**WHAT THE TASK REQUIRES:** Write out, unchanged, the stretch of the items below from the line containing "the green tree." through the line containing "(1066, 640)", including both of those lines.

**DATA TO PROCESS:**
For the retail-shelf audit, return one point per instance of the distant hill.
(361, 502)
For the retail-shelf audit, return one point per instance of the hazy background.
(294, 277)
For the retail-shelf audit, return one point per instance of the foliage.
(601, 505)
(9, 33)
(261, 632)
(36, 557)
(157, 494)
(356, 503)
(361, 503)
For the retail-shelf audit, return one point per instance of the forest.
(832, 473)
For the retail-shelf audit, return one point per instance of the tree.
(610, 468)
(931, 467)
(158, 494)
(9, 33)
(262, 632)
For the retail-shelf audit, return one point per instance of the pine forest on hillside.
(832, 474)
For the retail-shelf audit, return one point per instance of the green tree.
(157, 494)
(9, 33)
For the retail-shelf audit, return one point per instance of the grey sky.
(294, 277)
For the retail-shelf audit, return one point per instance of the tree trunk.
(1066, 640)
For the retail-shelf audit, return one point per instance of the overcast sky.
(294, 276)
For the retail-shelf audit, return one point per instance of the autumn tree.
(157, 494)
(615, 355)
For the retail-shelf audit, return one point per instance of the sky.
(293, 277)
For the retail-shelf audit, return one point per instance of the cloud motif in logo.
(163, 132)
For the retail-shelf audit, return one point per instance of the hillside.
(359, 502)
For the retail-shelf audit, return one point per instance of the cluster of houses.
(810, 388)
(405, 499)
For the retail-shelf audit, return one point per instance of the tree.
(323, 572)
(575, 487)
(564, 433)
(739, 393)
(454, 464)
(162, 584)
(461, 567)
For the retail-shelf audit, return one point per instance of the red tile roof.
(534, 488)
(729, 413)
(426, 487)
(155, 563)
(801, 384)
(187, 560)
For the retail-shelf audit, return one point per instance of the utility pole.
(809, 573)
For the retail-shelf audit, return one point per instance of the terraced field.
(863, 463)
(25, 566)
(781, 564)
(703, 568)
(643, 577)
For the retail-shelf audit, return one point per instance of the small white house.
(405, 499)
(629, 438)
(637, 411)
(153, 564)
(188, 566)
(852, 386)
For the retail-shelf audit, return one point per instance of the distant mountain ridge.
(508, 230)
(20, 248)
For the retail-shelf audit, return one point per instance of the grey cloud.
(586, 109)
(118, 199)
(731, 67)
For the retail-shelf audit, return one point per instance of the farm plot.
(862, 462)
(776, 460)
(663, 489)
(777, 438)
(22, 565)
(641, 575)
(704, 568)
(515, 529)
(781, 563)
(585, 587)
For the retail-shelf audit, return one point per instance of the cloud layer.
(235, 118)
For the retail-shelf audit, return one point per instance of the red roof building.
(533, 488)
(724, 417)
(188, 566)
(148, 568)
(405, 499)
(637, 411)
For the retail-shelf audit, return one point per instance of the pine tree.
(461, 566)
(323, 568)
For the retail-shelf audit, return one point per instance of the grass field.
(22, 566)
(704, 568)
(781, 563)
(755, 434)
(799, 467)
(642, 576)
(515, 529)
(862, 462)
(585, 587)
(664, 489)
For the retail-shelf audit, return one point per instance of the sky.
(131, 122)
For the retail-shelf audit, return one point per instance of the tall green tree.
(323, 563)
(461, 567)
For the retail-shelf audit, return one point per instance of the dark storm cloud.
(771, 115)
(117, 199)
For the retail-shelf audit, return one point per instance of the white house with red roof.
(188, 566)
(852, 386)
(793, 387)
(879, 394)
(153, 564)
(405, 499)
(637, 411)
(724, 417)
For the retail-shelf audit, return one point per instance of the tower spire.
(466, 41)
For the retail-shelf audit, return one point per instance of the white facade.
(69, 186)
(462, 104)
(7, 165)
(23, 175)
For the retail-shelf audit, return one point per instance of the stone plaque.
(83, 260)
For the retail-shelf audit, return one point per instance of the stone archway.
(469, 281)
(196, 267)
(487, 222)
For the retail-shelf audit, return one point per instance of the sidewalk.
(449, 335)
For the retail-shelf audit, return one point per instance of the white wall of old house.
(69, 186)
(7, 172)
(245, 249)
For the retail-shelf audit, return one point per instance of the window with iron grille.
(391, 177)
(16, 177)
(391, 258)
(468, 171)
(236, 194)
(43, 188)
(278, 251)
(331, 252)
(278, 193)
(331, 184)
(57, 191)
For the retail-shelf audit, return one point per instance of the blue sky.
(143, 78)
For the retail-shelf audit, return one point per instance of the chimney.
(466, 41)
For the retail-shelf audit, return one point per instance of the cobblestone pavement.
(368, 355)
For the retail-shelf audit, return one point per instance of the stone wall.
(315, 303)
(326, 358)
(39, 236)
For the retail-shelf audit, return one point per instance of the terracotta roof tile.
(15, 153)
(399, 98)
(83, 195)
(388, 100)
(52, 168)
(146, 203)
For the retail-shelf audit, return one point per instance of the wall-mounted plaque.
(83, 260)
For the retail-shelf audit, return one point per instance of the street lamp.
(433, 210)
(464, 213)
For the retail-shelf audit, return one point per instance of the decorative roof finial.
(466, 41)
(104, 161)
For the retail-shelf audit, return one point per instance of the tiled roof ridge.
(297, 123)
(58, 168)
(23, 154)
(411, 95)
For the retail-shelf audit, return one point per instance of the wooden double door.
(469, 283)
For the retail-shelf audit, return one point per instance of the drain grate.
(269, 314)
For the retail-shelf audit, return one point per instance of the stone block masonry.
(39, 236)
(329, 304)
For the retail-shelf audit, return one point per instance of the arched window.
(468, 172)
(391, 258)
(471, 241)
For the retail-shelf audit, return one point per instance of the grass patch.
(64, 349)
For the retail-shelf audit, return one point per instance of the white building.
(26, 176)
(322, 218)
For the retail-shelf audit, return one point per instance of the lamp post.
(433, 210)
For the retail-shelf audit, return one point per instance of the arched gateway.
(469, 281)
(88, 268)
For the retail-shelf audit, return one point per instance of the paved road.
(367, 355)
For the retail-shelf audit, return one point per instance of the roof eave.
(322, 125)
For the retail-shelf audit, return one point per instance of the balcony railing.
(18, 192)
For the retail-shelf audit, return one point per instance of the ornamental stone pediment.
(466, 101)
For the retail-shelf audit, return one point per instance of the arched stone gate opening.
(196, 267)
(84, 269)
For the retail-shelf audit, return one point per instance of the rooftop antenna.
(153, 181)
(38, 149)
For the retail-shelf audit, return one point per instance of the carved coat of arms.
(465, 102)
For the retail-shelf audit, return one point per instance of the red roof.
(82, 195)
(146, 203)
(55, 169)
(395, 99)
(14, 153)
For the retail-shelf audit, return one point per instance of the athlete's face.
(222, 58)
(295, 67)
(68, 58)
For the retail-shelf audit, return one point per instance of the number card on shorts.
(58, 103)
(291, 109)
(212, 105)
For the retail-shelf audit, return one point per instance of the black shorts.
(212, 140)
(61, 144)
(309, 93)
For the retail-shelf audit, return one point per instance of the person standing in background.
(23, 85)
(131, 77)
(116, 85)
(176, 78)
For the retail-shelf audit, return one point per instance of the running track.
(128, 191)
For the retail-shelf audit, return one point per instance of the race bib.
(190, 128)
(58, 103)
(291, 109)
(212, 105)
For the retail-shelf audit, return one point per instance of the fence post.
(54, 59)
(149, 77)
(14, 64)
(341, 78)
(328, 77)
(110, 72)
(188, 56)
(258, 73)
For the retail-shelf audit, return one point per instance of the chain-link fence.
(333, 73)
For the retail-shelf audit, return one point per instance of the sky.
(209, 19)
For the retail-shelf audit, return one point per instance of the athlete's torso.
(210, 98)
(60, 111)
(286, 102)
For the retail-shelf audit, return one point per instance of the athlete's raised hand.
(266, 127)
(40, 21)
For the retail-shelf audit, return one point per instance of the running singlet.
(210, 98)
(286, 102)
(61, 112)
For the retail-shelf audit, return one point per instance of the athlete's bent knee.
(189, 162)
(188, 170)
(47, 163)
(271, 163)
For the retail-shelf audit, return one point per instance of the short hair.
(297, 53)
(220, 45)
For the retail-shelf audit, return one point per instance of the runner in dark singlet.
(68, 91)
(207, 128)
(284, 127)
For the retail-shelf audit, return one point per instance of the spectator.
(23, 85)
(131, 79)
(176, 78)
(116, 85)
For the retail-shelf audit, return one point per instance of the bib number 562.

**REPLY TO THE EXERCISE:**
For the retail-shelf audit, return one point per instance of the green tree.
(157, 494)
(9, 33)
For the retail-shelf audit, return one point per instance of the grey sky.
(294, 277)
For the retail-shelf audit, return one point per instance of the tree trunk.
(1066, 640)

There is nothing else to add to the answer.